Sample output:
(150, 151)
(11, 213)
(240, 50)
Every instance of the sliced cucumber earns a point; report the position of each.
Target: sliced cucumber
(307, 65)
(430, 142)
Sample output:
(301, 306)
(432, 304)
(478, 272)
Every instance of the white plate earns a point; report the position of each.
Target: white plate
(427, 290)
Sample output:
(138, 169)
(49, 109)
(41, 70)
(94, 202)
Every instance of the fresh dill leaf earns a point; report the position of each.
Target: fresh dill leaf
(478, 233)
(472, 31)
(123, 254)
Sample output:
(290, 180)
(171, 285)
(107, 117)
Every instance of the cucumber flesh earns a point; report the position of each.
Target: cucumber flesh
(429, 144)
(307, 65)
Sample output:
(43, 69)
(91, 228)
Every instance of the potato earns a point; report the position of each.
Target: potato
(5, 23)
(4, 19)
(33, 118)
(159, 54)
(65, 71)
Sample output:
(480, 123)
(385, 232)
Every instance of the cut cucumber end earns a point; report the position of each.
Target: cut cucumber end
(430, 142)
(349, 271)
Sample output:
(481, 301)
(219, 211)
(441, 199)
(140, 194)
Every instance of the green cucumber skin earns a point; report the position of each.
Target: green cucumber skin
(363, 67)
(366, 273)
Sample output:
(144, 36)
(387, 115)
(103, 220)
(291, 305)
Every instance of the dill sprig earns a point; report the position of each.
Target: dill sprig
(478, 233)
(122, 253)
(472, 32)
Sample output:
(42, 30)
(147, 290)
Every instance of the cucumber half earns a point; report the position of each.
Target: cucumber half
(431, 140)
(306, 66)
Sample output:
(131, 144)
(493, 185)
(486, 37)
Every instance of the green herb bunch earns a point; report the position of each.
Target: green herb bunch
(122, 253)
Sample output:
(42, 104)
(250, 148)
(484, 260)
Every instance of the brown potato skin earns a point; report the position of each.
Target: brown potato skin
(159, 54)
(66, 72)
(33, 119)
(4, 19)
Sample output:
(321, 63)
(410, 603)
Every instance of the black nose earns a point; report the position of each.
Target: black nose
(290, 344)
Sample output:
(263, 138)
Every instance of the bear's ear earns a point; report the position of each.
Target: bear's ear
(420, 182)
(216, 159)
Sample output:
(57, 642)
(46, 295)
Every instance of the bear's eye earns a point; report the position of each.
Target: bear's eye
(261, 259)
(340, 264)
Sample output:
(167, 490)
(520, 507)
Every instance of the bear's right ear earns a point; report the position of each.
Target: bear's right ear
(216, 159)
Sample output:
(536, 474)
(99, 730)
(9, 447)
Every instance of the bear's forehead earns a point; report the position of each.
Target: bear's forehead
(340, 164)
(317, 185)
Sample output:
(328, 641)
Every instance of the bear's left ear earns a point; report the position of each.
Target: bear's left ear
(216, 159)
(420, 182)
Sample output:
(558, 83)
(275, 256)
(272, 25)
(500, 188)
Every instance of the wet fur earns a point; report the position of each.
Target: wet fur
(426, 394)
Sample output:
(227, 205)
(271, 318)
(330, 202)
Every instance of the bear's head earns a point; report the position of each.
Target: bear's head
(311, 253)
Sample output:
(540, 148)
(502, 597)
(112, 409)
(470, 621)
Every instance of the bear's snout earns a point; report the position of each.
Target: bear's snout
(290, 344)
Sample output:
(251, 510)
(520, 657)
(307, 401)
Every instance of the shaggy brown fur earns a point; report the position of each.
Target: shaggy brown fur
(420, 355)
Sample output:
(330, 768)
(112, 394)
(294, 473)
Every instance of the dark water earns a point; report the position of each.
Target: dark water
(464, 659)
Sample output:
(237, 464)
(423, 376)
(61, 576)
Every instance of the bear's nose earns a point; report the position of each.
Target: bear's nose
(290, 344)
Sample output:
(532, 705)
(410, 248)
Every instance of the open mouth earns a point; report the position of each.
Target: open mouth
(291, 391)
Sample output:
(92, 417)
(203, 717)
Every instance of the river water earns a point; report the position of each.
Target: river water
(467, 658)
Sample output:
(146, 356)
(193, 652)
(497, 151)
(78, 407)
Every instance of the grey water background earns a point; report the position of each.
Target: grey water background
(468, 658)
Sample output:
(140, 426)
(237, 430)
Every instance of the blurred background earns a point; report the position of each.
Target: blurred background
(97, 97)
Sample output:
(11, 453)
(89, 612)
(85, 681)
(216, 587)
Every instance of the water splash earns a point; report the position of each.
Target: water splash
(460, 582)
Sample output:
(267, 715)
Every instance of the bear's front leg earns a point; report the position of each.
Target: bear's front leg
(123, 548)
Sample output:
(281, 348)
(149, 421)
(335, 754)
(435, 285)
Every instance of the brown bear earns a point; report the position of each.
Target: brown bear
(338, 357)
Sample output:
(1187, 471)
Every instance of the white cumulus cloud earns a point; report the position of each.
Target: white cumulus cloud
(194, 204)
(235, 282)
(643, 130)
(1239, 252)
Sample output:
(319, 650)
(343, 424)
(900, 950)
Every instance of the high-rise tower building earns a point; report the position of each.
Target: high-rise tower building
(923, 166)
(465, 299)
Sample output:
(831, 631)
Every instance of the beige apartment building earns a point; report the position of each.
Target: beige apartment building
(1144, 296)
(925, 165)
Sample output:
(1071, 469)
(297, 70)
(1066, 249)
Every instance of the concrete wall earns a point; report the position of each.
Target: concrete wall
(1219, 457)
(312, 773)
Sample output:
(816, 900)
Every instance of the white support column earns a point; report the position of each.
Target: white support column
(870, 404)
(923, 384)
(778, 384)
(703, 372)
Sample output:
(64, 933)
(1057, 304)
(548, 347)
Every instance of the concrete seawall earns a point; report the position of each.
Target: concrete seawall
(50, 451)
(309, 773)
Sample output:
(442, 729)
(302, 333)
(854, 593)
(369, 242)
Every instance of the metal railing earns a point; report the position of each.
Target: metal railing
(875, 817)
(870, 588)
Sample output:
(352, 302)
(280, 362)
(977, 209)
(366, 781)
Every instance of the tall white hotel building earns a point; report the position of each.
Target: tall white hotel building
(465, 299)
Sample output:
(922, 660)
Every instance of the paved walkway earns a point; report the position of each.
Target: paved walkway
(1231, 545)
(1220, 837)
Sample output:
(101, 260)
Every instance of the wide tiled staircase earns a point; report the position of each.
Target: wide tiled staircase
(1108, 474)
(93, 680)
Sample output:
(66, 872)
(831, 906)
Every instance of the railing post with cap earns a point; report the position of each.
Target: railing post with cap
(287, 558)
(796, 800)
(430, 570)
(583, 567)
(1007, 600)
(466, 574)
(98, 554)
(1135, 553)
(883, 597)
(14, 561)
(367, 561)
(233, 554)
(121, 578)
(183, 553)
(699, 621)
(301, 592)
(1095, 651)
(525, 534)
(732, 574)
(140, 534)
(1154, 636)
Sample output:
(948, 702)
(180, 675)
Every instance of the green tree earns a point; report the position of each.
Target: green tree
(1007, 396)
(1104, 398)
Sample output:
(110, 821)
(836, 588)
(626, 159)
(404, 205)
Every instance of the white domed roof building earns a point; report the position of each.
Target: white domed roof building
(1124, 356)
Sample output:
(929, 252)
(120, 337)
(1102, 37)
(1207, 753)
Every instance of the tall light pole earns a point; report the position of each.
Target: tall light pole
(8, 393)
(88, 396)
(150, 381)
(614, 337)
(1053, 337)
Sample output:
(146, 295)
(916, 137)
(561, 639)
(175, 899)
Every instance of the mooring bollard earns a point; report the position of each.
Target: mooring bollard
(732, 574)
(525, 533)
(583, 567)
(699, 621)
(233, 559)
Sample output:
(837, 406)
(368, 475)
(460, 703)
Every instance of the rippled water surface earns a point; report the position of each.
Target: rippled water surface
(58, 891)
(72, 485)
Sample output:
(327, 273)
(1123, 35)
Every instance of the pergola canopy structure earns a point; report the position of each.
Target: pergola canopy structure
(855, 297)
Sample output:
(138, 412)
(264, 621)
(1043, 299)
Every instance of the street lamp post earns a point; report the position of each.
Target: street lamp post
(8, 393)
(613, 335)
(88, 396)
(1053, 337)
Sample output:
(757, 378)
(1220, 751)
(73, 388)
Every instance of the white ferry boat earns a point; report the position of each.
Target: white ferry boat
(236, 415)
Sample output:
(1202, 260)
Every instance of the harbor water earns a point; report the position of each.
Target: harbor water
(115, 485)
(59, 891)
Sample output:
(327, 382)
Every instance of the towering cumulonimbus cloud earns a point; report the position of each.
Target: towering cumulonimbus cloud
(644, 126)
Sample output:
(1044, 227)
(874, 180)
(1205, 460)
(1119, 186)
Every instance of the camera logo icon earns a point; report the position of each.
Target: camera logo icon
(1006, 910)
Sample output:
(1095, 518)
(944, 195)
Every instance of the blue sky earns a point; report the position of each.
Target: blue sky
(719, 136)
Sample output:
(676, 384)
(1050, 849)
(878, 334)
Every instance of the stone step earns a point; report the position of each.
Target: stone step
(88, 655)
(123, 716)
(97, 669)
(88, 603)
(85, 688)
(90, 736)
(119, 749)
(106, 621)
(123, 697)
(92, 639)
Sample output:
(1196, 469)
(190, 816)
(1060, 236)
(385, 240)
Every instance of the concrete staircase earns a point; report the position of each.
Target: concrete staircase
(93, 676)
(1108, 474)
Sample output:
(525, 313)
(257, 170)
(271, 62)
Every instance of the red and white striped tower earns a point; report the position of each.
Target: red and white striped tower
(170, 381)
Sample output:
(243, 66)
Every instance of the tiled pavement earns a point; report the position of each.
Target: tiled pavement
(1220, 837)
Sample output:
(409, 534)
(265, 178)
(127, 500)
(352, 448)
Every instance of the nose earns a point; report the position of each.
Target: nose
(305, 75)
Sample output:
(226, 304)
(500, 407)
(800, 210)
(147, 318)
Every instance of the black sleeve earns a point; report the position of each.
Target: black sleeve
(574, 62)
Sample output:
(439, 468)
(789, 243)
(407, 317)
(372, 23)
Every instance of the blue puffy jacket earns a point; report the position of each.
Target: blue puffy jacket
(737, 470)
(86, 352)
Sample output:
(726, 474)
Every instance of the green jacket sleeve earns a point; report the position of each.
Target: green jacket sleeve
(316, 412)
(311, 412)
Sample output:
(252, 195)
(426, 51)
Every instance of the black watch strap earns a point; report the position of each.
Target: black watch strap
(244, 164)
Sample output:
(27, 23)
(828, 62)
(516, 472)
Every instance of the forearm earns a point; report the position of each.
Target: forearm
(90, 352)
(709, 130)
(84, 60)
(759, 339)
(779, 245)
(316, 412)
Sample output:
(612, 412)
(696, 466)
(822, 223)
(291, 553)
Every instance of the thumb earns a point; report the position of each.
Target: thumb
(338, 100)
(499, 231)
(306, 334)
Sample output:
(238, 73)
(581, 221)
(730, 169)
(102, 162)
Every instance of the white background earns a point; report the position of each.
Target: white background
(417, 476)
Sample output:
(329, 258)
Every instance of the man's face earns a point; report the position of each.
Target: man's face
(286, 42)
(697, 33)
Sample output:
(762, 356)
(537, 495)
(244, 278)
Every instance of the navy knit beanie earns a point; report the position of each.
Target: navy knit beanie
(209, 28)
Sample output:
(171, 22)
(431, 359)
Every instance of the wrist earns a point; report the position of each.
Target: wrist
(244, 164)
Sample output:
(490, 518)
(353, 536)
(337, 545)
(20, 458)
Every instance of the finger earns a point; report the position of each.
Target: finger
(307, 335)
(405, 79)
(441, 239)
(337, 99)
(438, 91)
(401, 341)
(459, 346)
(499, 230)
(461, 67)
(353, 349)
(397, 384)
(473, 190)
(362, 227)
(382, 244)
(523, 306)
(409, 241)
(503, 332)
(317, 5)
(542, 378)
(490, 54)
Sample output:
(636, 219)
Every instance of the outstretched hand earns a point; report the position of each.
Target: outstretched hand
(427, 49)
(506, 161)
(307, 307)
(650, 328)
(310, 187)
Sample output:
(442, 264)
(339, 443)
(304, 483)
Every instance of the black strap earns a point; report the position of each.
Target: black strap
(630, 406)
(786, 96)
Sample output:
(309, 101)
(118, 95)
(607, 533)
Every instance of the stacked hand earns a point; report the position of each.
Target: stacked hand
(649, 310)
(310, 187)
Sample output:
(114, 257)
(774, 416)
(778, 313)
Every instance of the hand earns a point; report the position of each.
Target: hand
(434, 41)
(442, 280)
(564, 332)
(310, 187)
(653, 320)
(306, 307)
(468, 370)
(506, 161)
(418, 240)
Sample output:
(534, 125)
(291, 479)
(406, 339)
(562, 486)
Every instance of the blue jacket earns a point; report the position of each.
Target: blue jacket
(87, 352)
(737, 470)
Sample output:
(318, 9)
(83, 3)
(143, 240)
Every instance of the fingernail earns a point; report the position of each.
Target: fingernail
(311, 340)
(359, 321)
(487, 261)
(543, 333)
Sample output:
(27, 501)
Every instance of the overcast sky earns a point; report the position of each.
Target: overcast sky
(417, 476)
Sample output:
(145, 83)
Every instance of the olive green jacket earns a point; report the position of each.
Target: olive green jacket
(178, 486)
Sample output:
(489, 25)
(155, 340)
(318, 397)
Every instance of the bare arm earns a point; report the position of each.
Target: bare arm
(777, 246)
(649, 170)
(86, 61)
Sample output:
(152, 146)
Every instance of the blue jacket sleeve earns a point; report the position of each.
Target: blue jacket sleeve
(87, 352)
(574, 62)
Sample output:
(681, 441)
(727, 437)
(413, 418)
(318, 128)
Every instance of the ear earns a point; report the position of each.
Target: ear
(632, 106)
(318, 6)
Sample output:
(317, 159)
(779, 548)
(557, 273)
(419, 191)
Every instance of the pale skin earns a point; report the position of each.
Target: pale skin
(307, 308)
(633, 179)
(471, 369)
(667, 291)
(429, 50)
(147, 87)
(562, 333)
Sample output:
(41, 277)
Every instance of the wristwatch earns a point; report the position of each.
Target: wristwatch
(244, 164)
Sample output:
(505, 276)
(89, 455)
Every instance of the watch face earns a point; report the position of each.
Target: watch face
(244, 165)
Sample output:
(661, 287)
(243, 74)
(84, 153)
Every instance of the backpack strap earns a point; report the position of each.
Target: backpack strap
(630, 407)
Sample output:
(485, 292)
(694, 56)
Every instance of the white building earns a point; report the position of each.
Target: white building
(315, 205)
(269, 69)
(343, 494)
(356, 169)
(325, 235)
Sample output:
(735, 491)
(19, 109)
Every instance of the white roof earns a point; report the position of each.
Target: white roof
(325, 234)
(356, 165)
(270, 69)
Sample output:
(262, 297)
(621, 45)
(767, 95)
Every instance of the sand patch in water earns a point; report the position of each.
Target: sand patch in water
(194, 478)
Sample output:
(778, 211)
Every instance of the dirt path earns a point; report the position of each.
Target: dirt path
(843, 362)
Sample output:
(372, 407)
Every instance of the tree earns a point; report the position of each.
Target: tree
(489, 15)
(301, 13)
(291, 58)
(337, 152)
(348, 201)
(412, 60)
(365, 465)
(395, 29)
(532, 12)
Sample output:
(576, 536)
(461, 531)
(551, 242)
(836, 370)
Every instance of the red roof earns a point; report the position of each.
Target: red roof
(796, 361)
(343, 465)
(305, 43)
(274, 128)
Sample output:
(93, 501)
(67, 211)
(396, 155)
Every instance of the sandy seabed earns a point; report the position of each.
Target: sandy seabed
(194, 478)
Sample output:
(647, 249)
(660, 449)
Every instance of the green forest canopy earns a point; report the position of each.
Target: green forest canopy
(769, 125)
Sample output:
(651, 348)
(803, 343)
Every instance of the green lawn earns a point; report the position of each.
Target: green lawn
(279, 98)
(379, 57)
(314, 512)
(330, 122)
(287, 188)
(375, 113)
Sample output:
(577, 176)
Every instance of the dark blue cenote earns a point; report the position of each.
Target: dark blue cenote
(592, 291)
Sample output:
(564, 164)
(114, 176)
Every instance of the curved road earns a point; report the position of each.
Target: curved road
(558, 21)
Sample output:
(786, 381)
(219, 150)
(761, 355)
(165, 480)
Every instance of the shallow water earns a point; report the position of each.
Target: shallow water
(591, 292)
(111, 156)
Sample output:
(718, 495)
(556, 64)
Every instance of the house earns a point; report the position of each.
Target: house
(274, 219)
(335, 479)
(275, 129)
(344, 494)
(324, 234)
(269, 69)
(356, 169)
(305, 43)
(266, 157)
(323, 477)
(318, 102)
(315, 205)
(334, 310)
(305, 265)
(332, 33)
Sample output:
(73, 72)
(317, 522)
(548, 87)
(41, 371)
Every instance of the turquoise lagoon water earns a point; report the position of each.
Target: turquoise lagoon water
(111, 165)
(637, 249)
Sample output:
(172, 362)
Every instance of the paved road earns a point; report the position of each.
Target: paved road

***

WHAT TO DO » Count the lines in the rows above that contain the string "plate", with case counting. Give only the number.

REPLY » 2